Data records

☆ ☆ ☆ ☆ ☆

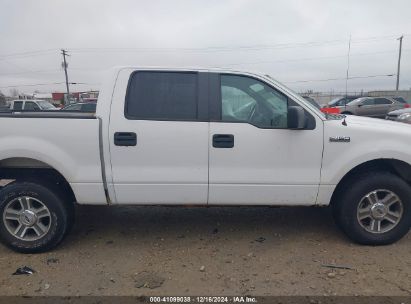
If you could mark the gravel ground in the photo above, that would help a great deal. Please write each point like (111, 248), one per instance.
(208, 251)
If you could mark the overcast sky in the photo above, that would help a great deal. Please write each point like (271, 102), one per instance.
(295, 41)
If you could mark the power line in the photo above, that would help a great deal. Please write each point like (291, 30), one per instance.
(333, 79)
(26, 54)
(30, 85)
(309, 58)
(30, 72)
(204, 49)
(50, 83)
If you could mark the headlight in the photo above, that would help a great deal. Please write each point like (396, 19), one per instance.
(406, 117)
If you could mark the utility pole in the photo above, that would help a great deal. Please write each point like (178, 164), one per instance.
(64, 53)
(399, 63)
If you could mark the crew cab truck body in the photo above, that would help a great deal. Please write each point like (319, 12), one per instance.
(200, 137)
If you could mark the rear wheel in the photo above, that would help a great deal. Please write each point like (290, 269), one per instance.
(33, 218)
(375, 208)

☆ ☆ ☆ ☆ ☆

▶ WHAT THE TASK ASKS: Reproduce word for word everything from the line containing "If you could mark the overcast" down through the end of the records, including both of those ends.

▶ SOLUTION FOR THIS PROBLEM:
If you could mark the overcast sky in the photo above, that would help a great deal. Please write each point like (271, 102), one per instance.
(295, 41)
If you could mark the power line in the photo above, that would help a great deal. Please write each point like (291, 30), one per instance.
(333, 79)
(26, 54)
(30, 85)
(309, 58)
(30, 72)
(204, 49)
(50, 83)
If you could mark the headlight in the photo above, that would help a great deal. Please write each point like (396, 19), one per instance.
(406, 117)
If you could mark the utility pole in the photo above, that would help a great deal. Please write each point like (178, 164), one per instance.
(64, 53)
(399, 63)
If you could mark the crew cab truck body in the photo above, that would help a great deal. Please write each point like (319, 12), one per instance.
(200, 137)
If you could mark the rear wheel in the photo above, that would help a great deal. Please write each point like (290, 269), one per instance.
(33, 218)
(375, 208)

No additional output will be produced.